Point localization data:
================================
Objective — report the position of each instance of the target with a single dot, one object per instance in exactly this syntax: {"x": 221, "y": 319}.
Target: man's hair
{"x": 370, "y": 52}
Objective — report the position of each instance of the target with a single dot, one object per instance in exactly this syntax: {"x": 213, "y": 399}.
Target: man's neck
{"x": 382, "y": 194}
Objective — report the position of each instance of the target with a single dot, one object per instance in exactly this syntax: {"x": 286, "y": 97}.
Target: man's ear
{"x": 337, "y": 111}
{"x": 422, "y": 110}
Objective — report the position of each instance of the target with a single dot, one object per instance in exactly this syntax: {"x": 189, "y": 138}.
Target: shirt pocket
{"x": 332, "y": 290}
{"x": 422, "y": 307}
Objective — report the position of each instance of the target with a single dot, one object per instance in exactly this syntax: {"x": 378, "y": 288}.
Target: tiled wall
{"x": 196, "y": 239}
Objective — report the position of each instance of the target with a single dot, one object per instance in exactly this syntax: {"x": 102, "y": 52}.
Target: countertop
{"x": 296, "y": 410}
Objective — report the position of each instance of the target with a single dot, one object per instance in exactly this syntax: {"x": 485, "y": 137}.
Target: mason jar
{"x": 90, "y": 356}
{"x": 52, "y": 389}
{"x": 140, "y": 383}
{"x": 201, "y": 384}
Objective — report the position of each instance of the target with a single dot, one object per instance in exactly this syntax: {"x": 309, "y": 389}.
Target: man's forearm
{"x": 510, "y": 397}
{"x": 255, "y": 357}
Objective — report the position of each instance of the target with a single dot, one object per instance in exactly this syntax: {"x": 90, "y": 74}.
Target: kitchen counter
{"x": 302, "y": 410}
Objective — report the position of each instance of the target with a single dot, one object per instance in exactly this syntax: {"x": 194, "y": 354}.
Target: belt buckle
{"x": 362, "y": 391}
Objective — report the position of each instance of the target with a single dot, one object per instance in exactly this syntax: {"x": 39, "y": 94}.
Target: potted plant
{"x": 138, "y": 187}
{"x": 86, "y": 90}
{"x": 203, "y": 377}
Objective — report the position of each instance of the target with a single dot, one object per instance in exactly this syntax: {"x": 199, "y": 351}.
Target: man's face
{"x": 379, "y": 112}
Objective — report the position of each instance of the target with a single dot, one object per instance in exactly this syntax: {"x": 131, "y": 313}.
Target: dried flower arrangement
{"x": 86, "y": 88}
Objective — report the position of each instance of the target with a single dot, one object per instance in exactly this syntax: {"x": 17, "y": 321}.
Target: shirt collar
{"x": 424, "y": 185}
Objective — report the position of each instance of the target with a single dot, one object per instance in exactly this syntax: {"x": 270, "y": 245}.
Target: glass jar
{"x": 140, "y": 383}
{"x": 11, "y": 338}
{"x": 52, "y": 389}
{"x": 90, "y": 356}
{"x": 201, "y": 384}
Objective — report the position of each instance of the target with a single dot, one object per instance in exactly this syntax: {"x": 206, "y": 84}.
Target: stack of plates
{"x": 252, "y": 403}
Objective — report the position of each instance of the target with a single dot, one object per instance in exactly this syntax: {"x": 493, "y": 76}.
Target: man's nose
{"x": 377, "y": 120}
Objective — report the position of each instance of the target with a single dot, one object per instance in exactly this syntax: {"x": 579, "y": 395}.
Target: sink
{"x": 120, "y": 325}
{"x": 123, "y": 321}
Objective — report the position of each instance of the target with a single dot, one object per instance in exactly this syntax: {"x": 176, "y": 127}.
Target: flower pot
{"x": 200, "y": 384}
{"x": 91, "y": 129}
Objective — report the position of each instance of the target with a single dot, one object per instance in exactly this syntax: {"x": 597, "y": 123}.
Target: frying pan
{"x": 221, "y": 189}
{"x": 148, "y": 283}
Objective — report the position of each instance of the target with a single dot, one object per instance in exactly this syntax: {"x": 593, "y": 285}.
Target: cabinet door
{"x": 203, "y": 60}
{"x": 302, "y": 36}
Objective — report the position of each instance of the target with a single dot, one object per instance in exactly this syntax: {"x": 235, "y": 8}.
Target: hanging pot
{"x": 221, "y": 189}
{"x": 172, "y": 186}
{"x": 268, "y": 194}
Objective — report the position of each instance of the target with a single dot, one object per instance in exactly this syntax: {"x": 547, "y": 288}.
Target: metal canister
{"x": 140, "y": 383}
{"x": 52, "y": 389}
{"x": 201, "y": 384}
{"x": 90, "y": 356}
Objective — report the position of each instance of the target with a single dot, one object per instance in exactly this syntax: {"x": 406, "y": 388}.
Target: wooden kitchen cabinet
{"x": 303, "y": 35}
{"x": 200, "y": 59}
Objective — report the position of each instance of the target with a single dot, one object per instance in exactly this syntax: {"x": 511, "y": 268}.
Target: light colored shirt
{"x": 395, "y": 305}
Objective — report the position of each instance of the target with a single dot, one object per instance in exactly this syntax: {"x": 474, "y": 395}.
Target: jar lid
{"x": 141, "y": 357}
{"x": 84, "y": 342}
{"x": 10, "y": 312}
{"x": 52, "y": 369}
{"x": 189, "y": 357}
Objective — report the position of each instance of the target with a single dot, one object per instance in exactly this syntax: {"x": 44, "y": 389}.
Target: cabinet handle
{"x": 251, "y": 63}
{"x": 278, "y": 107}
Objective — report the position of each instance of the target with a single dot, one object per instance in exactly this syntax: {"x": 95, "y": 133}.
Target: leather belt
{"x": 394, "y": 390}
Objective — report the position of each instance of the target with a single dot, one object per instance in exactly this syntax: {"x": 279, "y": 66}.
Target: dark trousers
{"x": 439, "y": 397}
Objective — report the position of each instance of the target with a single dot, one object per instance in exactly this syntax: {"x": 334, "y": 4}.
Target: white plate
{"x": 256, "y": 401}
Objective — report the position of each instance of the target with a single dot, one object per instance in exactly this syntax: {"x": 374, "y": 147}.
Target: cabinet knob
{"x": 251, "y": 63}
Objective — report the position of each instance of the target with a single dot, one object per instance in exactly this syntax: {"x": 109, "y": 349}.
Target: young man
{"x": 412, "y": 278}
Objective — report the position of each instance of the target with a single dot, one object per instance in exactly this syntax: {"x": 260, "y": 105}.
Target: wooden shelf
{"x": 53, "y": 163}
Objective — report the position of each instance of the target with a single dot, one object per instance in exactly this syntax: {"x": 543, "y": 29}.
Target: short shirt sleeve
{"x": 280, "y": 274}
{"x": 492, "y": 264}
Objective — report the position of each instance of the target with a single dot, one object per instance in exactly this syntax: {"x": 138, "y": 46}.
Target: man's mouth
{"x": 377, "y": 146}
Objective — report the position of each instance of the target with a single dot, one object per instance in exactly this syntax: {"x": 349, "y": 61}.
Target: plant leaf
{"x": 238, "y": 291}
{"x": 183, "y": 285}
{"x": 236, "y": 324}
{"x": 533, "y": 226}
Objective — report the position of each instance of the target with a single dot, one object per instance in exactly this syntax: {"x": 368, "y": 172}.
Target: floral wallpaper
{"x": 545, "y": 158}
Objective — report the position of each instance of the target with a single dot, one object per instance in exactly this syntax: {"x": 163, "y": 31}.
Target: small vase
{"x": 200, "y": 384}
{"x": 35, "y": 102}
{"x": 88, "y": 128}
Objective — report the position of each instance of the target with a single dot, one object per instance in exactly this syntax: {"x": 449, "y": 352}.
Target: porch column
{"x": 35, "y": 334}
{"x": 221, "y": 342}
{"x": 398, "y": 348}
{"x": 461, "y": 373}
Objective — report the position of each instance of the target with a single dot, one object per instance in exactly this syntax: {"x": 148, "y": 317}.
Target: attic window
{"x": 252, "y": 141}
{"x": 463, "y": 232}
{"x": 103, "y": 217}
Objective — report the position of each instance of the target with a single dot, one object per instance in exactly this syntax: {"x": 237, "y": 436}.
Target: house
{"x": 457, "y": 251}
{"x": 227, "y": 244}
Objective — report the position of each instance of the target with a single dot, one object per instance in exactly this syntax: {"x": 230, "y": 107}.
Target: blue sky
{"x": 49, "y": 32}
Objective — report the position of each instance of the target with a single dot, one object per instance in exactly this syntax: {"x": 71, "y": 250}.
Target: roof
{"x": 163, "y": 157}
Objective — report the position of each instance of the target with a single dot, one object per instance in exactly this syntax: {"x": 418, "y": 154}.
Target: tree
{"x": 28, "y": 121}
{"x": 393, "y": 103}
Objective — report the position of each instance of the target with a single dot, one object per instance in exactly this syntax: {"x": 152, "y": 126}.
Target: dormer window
================================
Exercise description — What is needed is an exact retyping of every line from the one containing "Target: small vase" through the final line of the entries, and only those lines.

Response box —
Target: small vase
{"x": 200, "y": 384}
{"x": 35, "y": 102}
{"x": 88, "y": 128}
Objective — report the position of each instance of the target with a single dot, one object per instance in exactly this syntax: {"x": 449, "y": 352}.
Target: porch column
{"x": 35, "y": 334}
{"x": 221, "y": 342}
{"x": 398, "y": 348}
{"x": 461, "y": 373}
Objective — report the position of each instance of the target with a single dot, one object per instance in exactly this syntax: {"x": 148, "y": 317}.
Target: attic window
{"x": 252, "y": 141}
{"x": 463, "y": 232}
{"x": 103, "y": 217}
Objective — report the position of each instance of the target with a single dot, one object per instance in exactly this syntax: {"x": 237, "y": 436}.
Target: house
{"x": 457, "y": 251}
{"x": 227, "y": 244}
Objective — report the position of each instance of the target with a single dot, one object per instance in exactly this syntax: {"x": 230, "y": 107}.
Target: blue sky
{"x": 49, "y": 32}
Objective — report the position of each instance of the target with a single dot, one object per instance in exactly this syntax: {"x": 71, "y": 250}.
Target: roof
{"x": 163, "y": 157}
Objective — report the position of each instance of the target with a single dot, one object per instance in exactly this syntax: {"x": 418, "y": 154}.
Target: tree
{"x": 28, "y": 121}
{"x": 393, "y": 103}
Objective — report the position of each instance of the target with a single dot, one object per instance in exactly this syntax: {"x": 152, "y": 126}.
Target: dormer window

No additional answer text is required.